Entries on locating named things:
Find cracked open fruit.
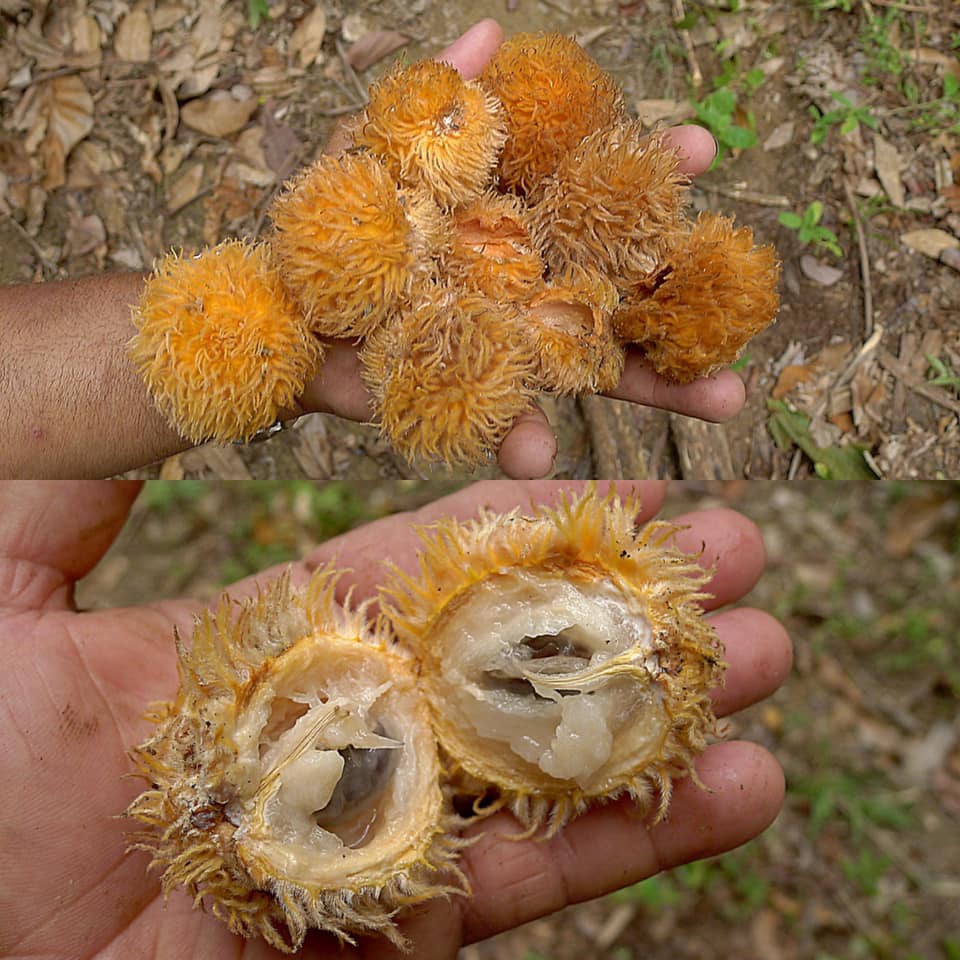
[126,488,724,951]
[127,569,462,952]
[386,492,724,833]
[131,33,779,466]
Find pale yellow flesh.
[234,651,438,888]
[434,571,666,789]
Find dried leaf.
[290,4,327,67]
[800,253,843,287]
[180,94,257,137]
[770,363,817,400]
[347,30,410,71]
[873,133,904,207]
[67,213,107,257]
[167,163,203,213]
[900,228,960,260]
[113,10,153,63]
[39,76,93,190]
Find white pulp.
[443,571,662,786]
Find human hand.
[0,481,790,960]
[284,20,745,478]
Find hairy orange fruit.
[531,122,686,286]
[614,213,780,383]
[354,60,505,207]
[360,284,533,465]
[381,489,724,833]
[480,33,623,193]
[128,240,323,443]
[126,567,465,953]
[446,191,544,302]
[521,267,626,393]
[270,154,427,337]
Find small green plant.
[692,87,757,160]
[810,91,880,143]
[860,7,906,86]
[924,353,960,389]
[840,847,891,897]
[141,480,212,513]
[247,0,270,30]
[779,200,843,257]
[810,0,853,17]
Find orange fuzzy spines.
[614,213,780,383]
[354,60,505,207]
[270,154,420,337]
[360,284,533,466]
[480,33,623,193]
[129,240,323,443]
[521,268,626,394]
[531,122,687,285]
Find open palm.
[0,481,790,960]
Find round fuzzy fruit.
[480,33,623,194]
[521,267,626,394]
[360,284,533,465]
[613,213,780,383]
[128,240,323,443]
[354,60,505,207]
[126,569,463,953]
[531,122,686,286]
[381,489,724,833]
[270,154,420,337]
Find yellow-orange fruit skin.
[531,122,686,286]
[381,488,725,835]
[521,268,626,394]
[270,154,418,337]
[480,33,623,194]
[444,191,544,303]
[354,60,505,207]
[614,213,780,383]
[128,240,323,443]
[360,284,533,466]
[126,567,465,953]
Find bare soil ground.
[78,481,960,960]
[0,0,960,479]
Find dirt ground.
[78,481,960,960]
[0,0,960,479]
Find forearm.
[0,274,189,478]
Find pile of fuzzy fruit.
[130,34,778,465]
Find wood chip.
[800,253,843,287]
[873,133,904,207]
[290,3,327,67]
[900,228,960,260]
[113,10,153,63]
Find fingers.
[710,607,793,717]
[497,406,557,480]
[607,351,746,423]
[673,509,766,610]
[286,480,665,600]
[462,742,784,942]
[663,123,717,176]
[434,19,503,80]
[0,480,140,609]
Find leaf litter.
[0,0,960,477]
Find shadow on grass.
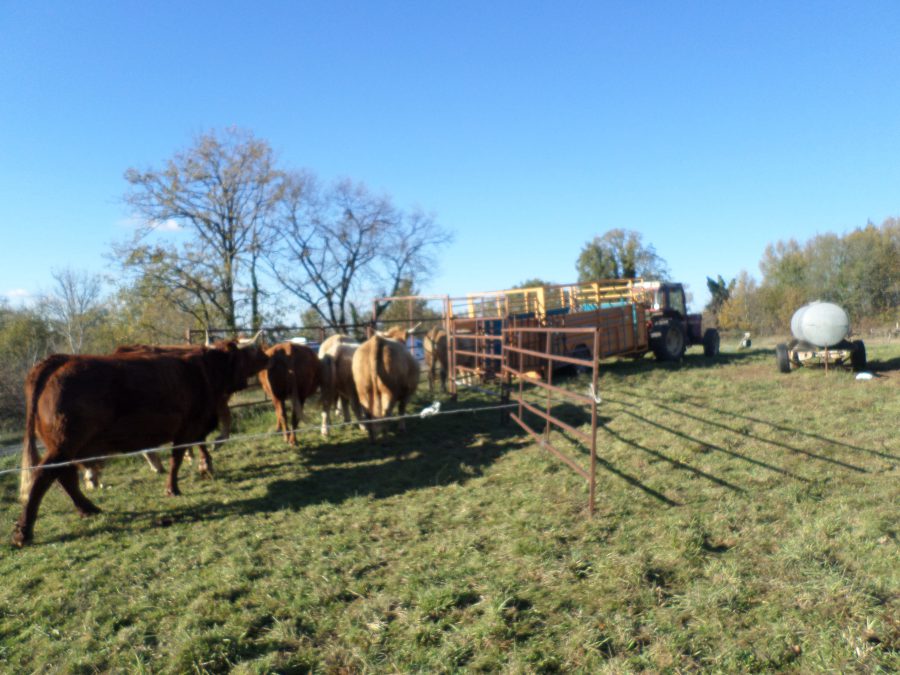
[607,399,812,483]
[654,394,900,464]
[610,392,868,473]
[512,401,684,506]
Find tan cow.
[353,335,419,442]
[423,326,447,394]
[319,335,365,437]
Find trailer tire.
[775,343,791,373]
[850,340,866,373]
[653,323,685,361]
[703,328,719,357]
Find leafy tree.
[705,274,737,315]
[116,129,283,330]
[575,229,669,282]
[40,269,106,354]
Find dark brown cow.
[259,342,321,445]
[353,335,419,442]
[12,343,267,546]
[423,326,447,394]
[112,340,237,478]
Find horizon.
[0,2,900,318]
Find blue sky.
[0,0,900,314]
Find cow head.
[214,331,269,392]
[375,321,422,342]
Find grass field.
[0,343,900,673]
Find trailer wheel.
[703,328,719,357]
[850,340,866,373]
[653,323,684,361]
[775,343,791,373]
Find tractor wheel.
[703,328,719,357]
[775,343,791,373]
[850,340,866,373]
[653,323,684,361]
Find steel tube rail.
[509,346,594,368]
[510,401,591,443]
[510,413,590,480]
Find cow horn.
[238,328,262,347]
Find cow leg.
[347,396,368,431]
[322,406,331,438]
[166,444,184,497]
[216,400,231,441]
[379,392,395,435]
[272,398,290,443]
[57,466,100,518]
[83,462,103,490]
[363,410,376,443]
[288,397,303,446]
[397,398,407,431]
[12,456,58,547]
[197,443,213,478]
[144,452,163,473]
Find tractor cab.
[641,281,719,361]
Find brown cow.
[423,326,447,394]
[12,343,267,546]
[319,342,365,437]
[259,342,321,445]
[105,344,237,480]
[353,335,419,442]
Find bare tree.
[575,229,669,281]
[41,268,104,354]
[268,173,449,330]
[116,129,282,329]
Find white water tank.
[791,302,850,347]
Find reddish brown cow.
[12,344,267,546]
[259,342,321,445]
[353,335,419,442]
[112,340,237,478]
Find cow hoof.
[12,525,31,548]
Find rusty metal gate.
[502,326,601,515]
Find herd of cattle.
[12,328,447,546]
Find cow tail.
[19,368,48,503]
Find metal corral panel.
[547,304,648,358]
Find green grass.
[0,343,900,673]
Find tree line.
[707,218,900,334]
[0,128,900,427]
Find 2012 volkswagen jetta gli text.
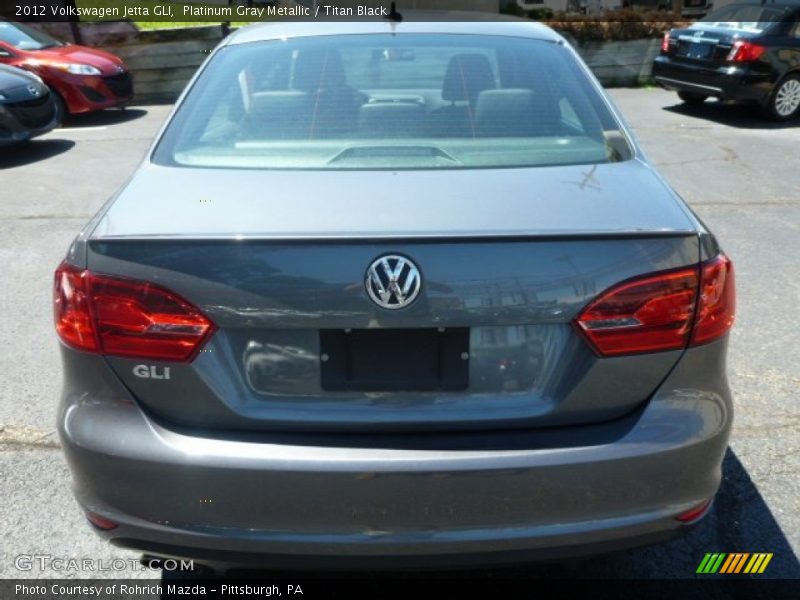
[55,19,734,567]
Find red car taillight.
[689,254,736,346]
[53,262,215,362]
[575,255,735,356]
[728,40,767,62]
[661,32,669,54]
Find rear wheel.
[678,92,708,106]
[767,75,800,121]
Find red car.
[0,21,133,115]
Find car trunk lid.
[87,161,699,431]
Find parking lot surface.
[0,89,800,578]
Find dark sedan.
[653,0,800,121]
[0,65,58,146]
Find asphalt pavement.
[0,89,800,578]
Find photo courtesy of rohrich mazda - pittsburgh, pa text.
[53,14,735,569]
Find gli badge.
[133,365,169,379]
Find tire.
[767,75,800,121]
[678,92,708,106]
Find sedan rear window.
[154,34,631,169]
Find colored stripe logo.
[695,552,772,575]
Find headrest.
[475,88,542,137]
[442,54,495,102]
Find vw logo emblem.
[364,254,422,310]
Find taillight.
[690,254,736,346]
[661,31,669,54]
[728,40,767,62]
[576,269,697,356]
[54,262,214,362]
[575,255,735,356]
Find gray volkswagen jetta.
[54,19,734,568]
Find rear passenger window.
[156,34,629,169]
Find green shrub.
[504,3,688,43]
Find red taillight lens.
[575,254,736,356]
[576,269,697,356]
[54,263,214,362]
[728,40,767,62]
[661,32,669,54]
[691,254,736,346]
[53,262,99,352]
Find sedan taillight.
[661,31,669,54]
[575,254,735,356]
[728,40,767,62]
[53,262,215,362]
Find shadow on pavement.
[61,108,147,129]
[664,100,800,130]
[162,450,800,580]
[0,139,75,169]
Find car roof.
[226,11,562,45]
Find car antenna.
[384,2,403,23]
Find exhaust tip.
[675,500,711,523]
[85,510,119,531]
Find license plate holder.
[683,42,714,60]
[320,327,469,392]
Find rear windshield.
[699,4,786,33]
[154,34,631,169]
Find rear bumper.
[0,108,58,146]
[653,55,775,104]
[59,341,732,568]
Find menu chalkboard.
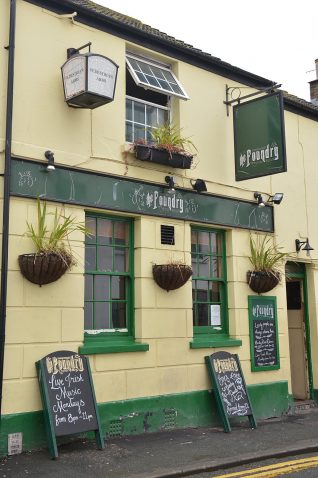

Written request =
Repeat the lines from the one containing "Find gray volkswagen jetta." through the one containing "[85,510,119,531]", including both of those lines, and output nothing else.

Correct result =
Find gray volkswagen jetta.
[54,19,734,568]
Find rear passenger window.
[156,34,629,169]
Find green shrub.
[504,3,688,43]
Find red taillight lens.
[575,254,736,356]
[576,269,697,356]
[54,263,214,362]
[728,40,767,62]
[661,32,669,54]
[691,254,736,346]
[53,262,99,352]
Find sedan taillight.
[661,31,669,54]
[575,254,735,356]
[728,40,767,62]
[53,262,215,362]
Find shadow on pavement.
[61,108,147,129]
[664,100,800,130]
[162,450,800,580]
[0,139,75,169]
Find car roof.
[226,11,562,45]
Find car antenna.
[384,2,403,23]
Find exhaust tip.
[675,500,711,523]
[85,510,119,531]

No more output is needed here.